Only the lines below starting at the one containing "Target: utility pole" and ending at the one containing "Target: rear door" belong in the answer, each copied exactly.
------ MATERIAL SUPPLIED ------
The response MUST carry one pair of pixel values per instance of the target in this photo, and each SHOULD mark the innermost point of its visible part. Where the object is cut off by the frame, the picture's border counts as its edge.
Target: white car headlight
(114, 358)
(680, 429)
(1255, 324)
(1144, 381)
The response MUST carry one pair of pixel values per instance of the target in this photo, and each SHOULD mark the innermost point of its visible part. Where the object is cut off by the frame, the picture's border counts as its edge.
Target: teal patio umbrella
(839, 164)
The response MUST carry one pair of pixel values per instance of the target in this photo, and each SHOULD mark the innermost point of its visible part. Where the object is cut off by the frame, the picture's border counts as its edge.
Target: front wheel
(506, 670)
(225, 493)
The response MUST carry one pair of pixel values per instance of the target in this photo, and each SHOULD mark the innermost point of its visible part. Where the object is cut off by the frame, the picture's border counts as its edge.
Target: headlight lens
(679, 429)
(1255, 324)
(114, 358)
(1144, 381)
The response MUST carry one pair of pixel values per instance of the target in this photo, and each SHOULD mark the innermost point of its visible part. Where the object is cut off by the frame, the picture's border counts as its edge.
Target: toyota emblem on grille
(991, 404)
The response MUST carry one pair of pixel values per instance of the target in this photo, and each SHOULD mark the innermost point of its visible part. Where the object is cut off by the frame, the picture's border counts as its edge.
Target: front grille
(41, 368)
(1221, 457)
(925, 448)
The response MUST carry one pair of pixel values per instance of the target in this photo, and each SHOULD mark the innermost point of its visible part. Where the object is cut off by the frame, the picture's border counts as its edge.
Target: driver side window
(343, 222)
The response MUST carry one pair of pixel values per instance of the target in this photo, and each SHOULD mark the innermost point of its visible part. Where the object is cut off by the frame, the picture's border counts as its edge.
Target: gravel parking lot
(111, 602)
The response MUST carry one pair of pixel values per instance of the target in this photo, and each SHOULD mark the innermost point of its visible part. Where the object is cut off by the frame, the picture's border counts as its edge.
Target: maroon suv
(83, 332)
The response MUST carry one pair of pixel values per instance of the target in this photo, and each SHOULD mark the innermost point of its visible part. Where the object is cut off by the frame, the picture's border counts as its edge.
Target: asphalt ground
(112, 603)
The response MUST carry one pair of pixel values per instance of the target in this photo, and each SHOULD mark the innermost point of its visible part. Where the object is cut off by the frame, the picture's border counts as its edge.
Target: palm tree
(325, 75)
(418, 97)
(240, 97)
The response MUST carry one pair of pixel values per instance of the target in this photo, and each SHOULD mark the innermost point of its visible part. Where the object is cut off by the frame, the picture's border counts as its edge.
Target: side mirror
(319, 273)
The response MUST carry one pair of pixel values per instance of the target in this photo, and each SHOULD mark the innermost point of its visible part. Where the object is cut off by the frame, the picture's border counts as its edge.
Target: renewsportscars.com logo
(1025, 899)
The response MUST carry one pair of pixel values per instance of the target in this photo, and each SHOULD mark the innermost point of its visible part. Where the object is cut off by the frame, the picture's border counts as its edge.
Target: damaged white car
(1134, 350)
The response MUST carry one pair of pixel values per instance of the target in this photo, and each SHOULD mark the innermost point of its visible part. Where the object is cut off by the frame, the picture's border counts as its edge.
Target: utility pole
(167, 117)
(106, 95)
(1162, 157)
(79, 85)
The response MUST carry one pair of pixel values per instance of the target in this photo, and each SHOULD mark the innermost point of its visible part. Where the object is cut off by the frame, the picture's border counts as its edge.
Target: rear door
------
------ MATERIAL SUPPLIED ------
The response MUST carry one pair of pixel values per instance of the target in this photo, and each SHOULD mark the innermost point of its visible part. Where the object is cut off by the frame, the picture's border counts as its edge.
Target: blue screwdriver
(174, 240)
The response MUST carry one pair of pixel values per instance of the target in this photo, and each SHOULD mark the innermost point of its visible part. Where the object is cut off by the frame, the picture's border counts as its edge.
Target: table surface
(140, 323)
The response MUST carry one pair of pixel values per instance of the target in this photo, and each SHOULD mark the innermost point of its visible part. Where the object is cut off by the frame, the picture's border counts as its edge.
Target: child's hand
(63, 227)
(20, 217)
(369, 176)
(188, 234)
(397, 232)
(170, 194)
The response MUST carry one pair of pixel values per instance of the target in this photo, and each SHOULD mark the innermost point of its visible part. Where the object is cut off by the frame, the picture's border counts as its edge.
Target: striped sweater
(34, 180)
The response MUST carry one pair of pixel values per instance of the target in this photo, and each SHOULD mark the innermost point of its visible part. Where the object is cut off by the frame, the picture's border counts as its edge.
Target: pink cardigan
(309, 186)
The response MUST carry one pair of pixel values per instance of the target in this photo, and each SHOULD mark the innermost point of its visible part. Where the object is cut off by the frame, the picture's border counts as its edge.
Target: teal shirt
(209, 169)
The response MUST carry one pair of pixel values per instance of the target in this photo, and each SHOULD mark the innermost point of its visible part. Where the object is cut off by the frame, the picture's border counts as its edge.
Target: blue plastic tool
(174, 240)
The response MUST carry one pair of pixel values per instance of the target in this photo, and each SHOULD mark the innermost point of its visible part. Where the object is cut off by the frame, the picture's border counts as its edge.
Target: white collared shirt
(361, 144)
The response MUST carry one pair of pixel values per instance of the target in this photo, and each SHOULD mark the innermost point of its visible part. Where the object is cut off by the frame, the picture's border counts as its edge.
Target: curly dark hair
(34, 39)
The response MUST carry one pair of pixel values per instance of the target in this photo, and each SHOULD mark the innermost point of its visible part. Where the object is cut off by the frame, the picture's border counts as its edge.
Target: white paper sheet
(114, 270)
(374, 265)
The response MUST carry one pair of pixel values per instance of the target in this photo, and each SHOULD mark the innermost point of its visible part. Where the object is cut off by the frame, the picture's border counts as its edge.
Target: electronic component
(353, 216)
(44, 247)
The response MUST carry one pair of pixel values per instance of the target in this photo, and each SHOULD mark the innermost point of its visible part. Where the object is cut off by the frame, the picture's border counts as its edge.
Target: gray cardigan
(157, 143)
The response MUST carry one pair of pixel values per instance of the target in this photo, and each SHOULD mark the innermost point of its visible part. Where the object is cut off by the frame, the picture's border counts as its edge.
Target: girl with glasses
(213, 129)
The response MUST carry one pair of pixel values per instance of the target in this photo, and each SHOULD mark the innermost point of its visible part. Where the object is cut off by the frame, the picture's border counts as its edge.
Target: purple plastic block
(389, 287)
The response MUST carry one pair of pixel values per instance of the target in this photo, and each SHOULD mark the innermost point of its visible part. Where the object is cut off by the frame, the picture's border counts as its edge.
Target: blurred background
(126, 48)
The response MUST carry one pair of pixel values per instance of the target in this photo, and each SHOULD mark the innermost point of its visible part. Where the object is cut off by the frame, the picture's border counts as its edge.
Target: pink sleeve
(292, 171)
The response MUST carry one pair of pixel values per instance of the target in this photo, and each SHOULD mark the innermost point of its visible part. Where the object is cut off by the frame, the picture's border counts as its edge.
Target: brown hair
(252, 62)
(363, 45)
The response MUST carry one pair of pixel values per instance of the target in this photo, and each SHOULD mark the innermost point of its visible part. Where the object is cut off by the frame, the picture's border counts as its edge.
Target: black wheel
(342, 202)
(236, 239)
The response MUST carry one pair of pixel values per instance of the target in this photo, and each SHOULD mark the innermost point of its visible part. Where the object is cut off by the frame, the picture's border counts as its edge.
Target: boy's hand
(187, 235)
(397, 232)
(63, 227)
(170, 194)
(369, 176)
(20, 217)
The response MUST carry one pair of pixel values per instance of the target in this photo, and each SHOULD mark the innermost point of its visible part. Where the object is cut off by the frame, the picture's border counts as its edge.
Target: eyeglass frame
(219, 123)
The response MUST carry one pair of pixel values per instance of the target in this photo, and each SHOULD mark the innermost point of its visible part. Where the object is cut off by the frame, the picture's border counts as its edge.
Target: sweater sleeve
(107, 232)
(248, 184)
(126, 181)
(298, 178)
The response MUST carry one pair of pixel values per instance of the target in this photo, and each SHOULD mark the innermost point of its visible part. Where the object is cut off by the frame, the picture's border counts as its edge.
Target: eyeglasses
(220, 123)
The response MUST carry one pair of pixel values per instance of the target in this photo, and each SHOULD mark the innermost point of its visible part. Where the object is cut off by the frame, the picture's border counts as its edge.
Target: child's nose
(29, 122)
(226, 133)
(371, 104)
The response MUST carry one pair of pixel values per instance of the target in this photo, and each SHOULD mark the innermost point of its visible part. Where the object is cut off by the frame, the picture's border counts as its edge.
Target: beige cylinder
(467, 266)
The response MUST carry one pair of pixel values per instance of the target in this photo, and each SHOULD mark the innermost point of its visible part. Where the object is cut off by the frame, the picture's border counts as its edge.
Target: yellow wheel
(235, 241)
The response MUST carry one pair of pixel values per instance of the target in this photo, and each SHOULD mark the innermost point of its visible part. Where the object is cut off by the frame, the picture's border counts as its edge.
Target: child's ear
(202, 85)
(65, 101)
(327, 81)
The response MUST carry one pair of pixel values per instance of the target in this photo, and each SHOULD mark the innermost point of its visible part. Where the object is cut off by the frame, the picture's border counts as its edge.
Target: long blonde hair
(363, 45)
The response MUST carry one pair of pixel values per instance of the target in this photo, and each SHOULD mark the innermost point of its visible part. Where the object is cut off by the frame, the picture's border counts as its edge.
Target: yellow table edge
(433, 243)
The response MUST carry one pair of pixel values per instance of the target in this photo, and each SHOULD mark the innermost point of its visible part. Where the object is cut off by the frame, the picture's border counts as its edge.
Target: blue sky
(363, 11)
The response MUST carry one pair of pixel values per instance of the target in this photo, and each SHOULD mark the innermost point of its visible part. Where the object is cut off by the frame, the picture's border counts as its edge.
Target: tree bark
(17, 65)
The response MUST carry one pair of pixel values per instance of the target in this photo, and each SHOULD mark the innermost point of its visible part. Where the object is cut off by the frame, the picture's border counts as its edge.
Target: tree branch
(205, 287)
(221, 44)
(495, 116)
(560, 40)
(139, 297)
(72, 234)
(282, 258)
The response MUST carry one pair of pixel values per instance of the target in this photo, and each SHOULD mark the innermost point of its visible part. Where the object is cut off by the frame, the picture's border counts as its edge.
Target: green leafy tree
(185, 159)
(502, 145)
------
TASK OUTPUT →
Target: utility pole
(167, 117)
(106, 95)
(1162, 157)
(79, 85)
The response MUST carry one pair of pixel values per instance of the target in this photo, and each SHOULD mark the innermost point of its visible part. Where the object is cut off by the frame, the picture's border counts as its edge.
Target: rear door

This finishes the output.